BEGIN SOURCE MATERIAL

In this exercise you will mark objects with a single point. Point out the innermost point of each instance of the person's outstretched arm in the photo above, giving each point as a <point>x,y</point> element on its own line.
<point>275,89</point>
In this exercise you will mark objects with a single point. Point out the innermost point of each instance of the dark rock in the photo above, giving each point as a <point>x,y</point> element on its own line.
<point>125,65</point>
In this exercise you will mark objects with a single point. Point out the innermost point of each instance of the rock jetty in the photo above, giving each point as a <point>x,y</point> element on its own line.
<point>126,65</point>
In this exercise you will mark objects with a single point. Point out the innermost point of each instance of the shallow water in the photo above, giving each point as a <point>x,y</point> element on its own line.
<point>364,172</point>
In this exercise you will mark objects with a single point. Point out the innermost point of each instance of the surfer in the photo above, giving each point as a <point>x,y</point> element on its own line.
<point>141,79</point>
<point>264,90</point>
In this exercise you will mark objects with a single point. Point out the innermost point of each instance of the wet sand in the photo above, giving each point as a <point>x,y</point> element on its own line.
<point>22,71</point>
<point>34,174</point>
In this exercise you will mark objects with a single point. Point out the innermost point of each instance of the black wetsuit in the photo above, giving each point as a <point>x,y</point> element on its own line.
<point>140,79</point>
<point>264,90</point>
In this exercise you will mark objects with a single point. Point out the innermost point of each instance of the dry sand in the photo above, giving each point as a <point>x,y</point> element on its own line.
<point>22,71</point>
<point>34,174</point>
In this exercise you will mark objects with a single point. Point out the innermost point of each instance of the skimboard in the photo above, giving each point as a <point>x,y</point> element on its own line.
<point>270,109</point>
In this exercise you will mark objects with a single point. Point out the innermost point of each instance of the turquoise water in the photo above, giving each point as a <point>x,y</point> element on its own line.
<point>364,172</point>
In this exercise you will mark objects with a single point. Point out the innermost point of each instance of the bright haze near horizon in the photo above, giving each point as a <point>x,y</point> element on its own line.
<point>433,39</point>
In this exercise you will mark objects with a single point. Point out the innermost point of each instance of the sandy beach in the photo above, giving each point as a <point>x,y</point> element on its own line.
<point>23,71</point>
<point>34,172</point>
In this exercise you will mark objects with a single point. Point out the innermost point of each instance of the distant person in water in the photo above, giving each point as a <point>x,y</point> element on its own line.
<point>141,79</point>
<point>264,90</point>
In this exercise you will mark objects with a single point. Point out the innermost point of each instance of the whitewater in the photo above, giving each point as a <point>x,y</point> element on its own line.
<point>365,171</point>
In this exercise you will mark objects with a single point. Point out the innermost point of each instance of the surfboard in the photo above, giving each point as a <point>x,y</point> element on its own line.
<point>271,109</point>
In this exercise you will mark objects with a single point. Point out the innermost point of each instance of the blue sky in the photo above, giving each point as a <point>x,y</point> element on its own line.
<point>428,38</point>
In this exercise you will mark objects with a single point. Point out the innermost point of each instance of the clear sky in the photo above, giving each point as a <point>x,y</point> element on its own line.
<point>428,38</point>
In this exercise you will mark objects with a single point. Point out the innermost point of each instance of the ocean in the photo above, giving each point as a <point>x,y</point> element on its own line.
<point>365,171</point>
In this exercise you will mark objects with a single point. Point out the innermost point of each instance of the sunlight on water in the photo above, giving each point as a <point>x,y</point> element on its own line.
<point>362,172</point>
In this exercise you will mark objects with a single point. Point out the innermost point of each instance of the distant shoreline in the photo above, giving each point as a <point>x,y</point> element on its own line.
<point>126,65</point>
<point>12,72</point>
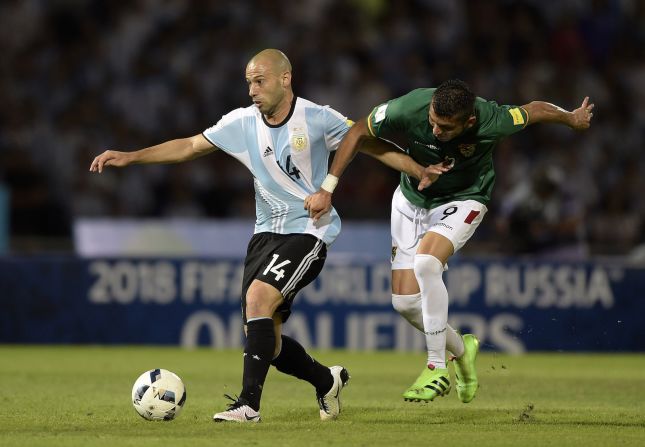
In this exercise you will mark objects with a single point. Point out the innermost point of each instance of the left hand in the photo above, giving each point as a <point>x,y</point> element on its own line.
<point>581,117</point>
<point>318,204</point>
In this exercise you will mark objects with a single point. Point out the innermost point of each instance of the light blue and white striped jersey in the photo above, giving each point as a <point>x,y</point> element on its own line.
<point>288,161</point>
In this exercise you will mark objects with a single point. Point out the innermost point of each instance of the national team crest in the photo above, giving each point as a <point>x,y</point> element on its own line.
<point>467,150</point>
<point>299,140</point>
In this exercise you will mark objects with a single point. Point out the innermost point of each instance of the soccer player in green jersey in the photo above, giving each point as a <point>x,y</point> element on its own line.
<point>447,125</point>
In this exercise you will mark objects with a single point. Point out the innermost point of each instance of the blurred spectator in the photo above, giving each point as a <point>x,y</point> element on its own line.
<point>540,217</point>
<point>77,77</point>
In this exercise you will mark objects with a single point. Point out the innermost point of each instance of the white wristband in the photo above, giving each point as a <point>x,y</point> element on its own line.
<point>329,184</point>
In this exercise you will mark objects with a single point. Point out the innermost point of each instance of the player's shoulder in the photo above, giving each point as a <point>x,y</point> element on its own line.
<point>495,119</point>
<point>241,112</point>
<point>417,98</point>
<point>409,108</point>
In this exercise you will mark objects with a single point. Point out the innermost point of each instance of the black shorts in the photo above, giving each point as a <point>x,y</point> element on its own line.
<point>286,261</point>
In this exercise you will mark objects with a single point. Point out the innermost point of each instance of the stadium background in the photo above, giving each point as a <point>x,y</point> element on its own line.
<point>564,235</point>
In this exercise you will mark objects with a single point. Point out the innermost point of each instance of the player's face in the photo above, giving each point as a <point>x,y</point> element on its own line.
<point>265,87</point>
<point>446,128</point>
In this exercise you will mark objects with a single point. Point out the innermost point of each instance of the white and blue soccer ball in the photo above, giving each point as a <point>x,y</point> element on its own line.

END SOURCE MATERIAL

An exact copy of every entry, pictures left out, is what to write here.

In this exercise you will mark objects with a single point. Point out the innermost point of each instance of the person's outstretched arm in the photo above, giving each point as a <point>x,y</point> element on its own line.
<point>275,89</point>
In this exercise you will mark objects with a single point. Point out the innermost point of each instance of the dark rock in the photo above, giving each point as a <point>x,y</point> element on its own line.
<point>125,65</point>
In this exercise you will mark objects with a single point. Point out the innermost point of each instance of the rock jetty in the photo above, giving each point as a <point>x,y</point> element on its own line.
<point>126,65</point>
In this exercise you will mark objects with a single point. Point out the innermost point of each instance of the shallow water in the photo above, giving each point as a <point>x,y</point> element on its own line.
<point>364,172</point>
In this exercise you will mark objects with a single point. Point out the innermost point of each instance of the surfer in the photo above, giving each point as a <point>x,y</point> element on its own line.
<point>141,79</point>
<point>264,90</point>
In this exercise you will mark objects with a single point. Point out the innermost point of each instance of the wet sand in the photo above, giving each point as a <point>x,y</point> element on its own line.
<point>22,71</point>
<point>34,174</point>
In this exercise you will mark objects with a single point. Point out the innermost point of each instance of the black wetsuit in the photo above, giving each point as a <point>x,y</point> element on its own line.
<point>140,79</point>
<point>264,90</point>
In this exercise you will mark objects with a single point. Point out the innermost point of each instance of the dry sand in the photo above, giving each point as a <point>x,y</point> element on its own line.
<point>22,71</point>
<point>34,174</point>
In this exercise you will mark objects with a single point. Point out the innermost point of each instance of the skimboard in the photo above, giving each point as a <point>x,y</point> element on its own line.
<point>270,109</point>
In this exercise you will mark objects with a single point. Point out the innermost point of each instance of the turquoise water in the photo above, giving each point as a <point>x,y</point> element on its own line.
<point>364,172</point>
In this exercise you will mark objects with a single point. Point out the innermost point of each instance of the bright haze near horizon in the photo above, giving each point as a <point>x,y</point> element on its own line.
<point>433,39</point>
In this exercise you will mark objects with a single point. Point out the innermost point of each instance of the sandy beach in the photo above, giving each point as a <point>x,y</point> element on its own line.
<point>23,71</point>
<point>34,172</point>
In this exercise you will mark objects with a single point. Point out the innermost point of each instance of the distant person in water in the photo above, giving each point as a <point>x,y</point> element on its own line.
<point>141,79</point>
<point>264,90</point>
In this exercise you will mark objects with a single point. Point out the innermost point of each instance of the whitewater in the photo above, giving each point as a <point>x,y</point> element on its own line.
<point>365,171</point>
In this exercise you will mark objects with a single point. Point out the innermost point of each instance of the surfboard in the photo above, giving each point as a <point>x,y</point> element on its own line.
<point>271,109</point>
In this exercise you will mark objects with a single point. Point out the innermost point of each instance of the blue sky in the photo above, giving each point as a <point>x,y</point> element on its own line.
<point>428,38</point>
In this exercise you will mark objects with a single point. Point out the innermost point of each instance of the clear sky in the photo above, giving each point as a <point>x,y</point> element on its own line.
<point>428,38</point>
In this exercise you will mark objects with a single point. Point out the innermost point of each instance of the ocean in the photo above, giving each point as a <point>x,y</point> element on its own line.
<point>365,171</point>
In this exercise you will mark objects with a single point. Point out the innermost point of each instance of the sunlight on water in the photo above, giving each point as a <point>x,y</point> element on its own line.
<point>362,172</point>
In this exercise you will mark objects with a single point. Point out the innermost point of each instance of the distant shoreline in the photo above, giving each point as a <point>x,y</point> element on its own line.
<point>126,65</point>
<point>12,72</point>
In this exercise you will mark objects with a single point. Point out the innermost point of each instance of the left hand in the photo above, giving each point as a <point>x,y</point> element on its own line.
<point>581,117</point>
<point>318,204</point>
In this exercise you will mark objects with a single point. Point out the innermost point of each instance of the light blue and white striped jersey in the photo above, giving each point as a <point>x,y</point> element on its own line.
<point>288,161</point>
In this exercise you will mark objects with a single point. Point out the innermost point of each instance of the national team crest in the photo above, giving each point as a <point>x,y</point> element on its own line.
<point>467,150</point>
<point>299,140</point>
In this exercise you will mark objects with a single point. Point out the innermost point of each instance of the soccer player in green jersey in the photo above, giving each point as a <point>x,y</point> element on its own line.
<point>447,125</point>
In this exercise you will mark objects with a single point. Point out the innermost point of each instance of the blurred spectator in the photo above, giving each point as a <point>x,y</point> element on its own line.
<point>540,217</point>
<point>77,77</point>
In this exercise you will mark objects with a single point. Point out the innermost point of each instance of the white wristband in the photo above, giving each point as a <point>x,y</point> element on its own line.
<point>329,184</point>
In this exercise you will mark objects with a single point. Point out the innermost point of each instance of the player's shoulder in the photo above, giving each point as a <point>x,y</point> element on its own line.
<point>495,119</point>
<point>241,112</point>
<point>417,98</point>
<point>409,108</point>
In this exercise you will mark objects with a single point. Point out the innermost point of each instance of the black shorts in the photo above, giving each point as a <point>x,y</point> element on its own line.
<point>286,261</point>
In this exercise you will mark objects with a single point. Point out the innermost point of each instance of the stadium background in the photo above, giving each point as a <point>x,y</point> element on its own line.
<point>564,235</point>
In this exercise you will mark objects with a single point. Point out the innermost point of each instance of the player's face in the photo above, giving each point as a <point>x,y</point> element on its own line.
<point>265,87</point>
<point>446,128</point>
In this exercise you will mark objects with a single point. Point out the innermost point of each instance of the white and blue soccer ball in the photo above, giving each point as a <point>x,y</point> element on its own line.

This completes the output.